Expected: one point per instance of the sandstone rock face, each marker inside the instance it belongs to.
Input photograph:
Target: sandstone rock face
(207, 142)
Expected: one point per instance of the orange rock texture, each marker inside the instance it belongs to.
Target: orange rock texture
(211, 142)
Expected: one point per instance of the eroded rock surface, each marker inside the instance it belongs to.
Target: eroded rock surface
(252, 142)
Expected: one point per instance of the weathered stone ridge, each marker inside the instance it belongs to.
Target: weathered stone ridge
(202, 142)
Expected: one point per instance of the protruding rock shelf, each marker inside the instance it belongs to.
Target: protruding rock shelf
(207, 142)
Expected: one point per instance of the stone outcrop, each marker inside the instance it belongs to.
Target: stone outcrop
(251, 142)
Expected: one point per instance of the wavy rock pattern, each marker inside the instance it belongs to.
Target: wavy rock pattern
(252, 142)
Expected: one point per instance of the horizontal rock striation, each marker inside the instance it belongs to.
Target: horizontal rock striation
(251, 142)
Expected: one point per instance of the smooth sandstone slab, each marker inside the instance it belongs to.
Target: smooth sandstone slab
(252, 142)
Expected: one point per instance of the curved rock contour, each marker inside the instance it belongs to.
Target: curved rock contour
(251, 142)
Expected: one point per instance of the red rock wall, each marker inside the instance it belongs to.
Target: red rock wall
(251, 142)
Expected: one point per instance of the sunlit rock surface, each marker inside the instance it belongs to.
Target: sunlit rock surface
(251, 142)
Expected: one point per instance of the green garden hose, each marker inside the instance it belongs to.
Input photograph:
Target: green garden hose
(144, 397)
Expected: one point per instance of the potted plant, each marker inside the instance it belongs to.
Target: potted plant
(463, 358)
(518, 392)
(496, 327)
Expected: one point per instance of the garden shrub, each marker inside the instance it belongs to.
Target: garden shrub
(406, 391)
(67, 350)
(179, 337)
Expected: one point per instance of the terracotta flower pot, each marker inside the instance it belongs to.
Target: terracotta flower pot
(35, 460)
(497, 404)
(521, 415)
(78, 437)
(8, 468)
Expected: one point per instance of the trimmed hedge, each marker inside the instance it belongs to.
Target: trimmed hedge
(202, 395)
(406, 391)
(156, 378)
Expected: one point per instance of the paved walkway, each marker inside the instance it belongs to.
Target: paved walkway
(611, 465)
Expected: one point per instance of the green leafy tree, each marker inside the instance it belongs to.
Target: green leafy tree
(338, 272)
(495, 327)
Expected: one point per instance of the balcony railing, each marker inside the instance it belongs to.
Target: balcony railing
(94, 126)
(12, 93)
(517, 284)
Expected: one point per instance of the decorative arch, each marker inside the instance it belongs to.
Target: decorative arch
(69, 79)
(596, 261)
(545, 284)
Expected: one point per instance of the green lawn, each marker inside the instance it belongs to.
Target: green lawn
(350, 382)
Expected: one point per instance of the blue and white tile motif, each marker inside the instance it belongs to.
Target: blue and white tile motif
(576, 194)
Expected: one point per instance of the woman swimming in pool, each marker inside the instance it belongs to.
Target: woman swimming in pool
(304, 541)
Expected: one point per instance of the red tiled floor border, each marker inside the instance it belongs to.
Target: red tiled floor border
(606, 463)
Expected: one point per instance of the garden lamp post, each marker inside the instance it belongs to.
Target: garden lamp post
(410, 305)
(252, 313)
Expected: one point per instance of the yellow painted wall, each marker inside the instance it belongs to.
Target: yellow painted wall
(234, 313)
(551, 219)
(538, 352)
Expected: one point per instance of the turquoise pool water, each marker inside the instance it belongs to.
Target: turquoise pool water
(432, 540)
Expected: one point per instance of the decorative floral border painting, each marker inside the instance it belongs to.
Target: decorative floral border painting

**Try it**: Type out the records again exactly, line for line.

**Exercise response**:
Expected: one point per instance of the sandstone rock face, each marker inside the instance it belongs to.
Input photograph:
Target: sandstone rock face
(207, 142)
Expected: one point per instance of the orange rock texture, each marker inside the instance it belongs to.
Target: orange rock texture
(211, 142)
Expected: one point per instance of the eroded rock surface, each marker inside the instance it belongs to.
Target: eroded rock surface
(252, 142)
Expected: one point per instance of the weathered stone ridge, each marker inside the instance it belongs to.
Target: weathered stone ridge
(202, 142)
Expected: one point per instance of the protruding rock shelf, each marker inside the instance it belongs to.
Target: protruding rock shelf
(207, 142)
Expected: one point per instance of the stone outcrop, each marker inside the instance it belongs to.
Target: stone outcrop
(251, 142)
Expected: one point per instance of the wavy rock pattern, each marker inside the instance it belongs to.
Target: wavy rock pattern
(252, 142)
Expected: one point per instance of the horizontal rock striation, each marker inside the instance it belongs to.
Target: horizontal rock striation
(251, 142)
Expected: one point per instance of the smooth sandstone slab, each marker inside the instance it belongs to.
Target: smooth sandstone slab
(252, 142)
Expected: one point per instance of the curved rock contour, each marker inside the instance it belongs to.
Target: curved rock contour
(251, 142)
Expected: one point per instance of the red rock wall, each marker inside the instance it belongs to.
Target: red rock wall
(251, 142)
Expected: one point per instance of the sunlit rock surface, each marker inside the instance it belongs to.
Target: sunlit rock surface
(251, 142)
Expected: one point per instance of the green garden hose, each marker inside the instance it belongs to.
Input photograph:
Target: green garden hose
(144, 397)
Expected: one point per instance of the potted plant, each marker inside the instance it belongs to.
Target: potted plant
(463, 358)
(518, 392)
(496, 327)
Expected: one point per instance of the garden shrub, each marker inside the instance it belongs to.
Target: garden shrub
(406, 391)
(67, 350)
(179, 337)
Expected: one point per instance of the terracotta flower pot, each marker inside the instance it belongs to.
Target: terracotta flower pot
(35, 460)
(497, 404)
(521, 415)
(78, 437)
(8, 468)
Expected: one point per instance of the trimmed hedge, each marker inside the instance it belongs to.
Target: trimmed hedge
(202, 395)
(406, 391)
(156, 378)
Expected: one point per instance of the paved walkway, each marker inside the instance it belongs to.
Target: paved walkway
(611, 465)
Expected: one point per instance of the green leafy tree, each marker inside the instance it belongs to.
Target: green leafy tree
(338, 272)
(495, 327)
Expected: one point per instance of the balcony railing, each marker inside the instance it belongs to.
Target: balcony railing
(94, 126)
(12, 93)
(517, 284)
Expected: one point per instance of the decorative arch, each marker inside the instance it belongs to.
Target: decorative arch
(69, 79)
(596, 261)
(545, 284)
Expected: one point per instance of the green lawn, each marker inside the instance it belongs to.
Target: green lawn
(350, 382)
Expected: one point per instance of the blue and white tile motif, each marker inside the instance it belongs to.
Target: blue and white tile motif
(576, 194)
Expected: one point per instance of the woman swimming in pool, each marker inside the instance it belongs to.
Target: woman swimming in pool
(304, 541)
Expected: one point per instance of the red tiled floor border, each marker inside the instance it belongs to.
Target: red tiled floor border
(606, 463)
Expected: one point per instance of the garden lamp post, each marker inside the instance it belongs to.
Target: garden lamp post
(410, 305)
(252, 313)
Expected: one point per instance of the yellow painted wall, each marker inside the instance it belongs to.
Target: yellow painted wall
(234, 313)
(551, 219)
(538, 352)
Expected: one point per instance of the turquoise pool water, each marker inside the instance it belongs to.
Target: turquoise pool water
(432, 540)
Expected: one point per instance of the decorative floral border painting, each marker inside the instance it belongs to.
Target: decorative floral border painting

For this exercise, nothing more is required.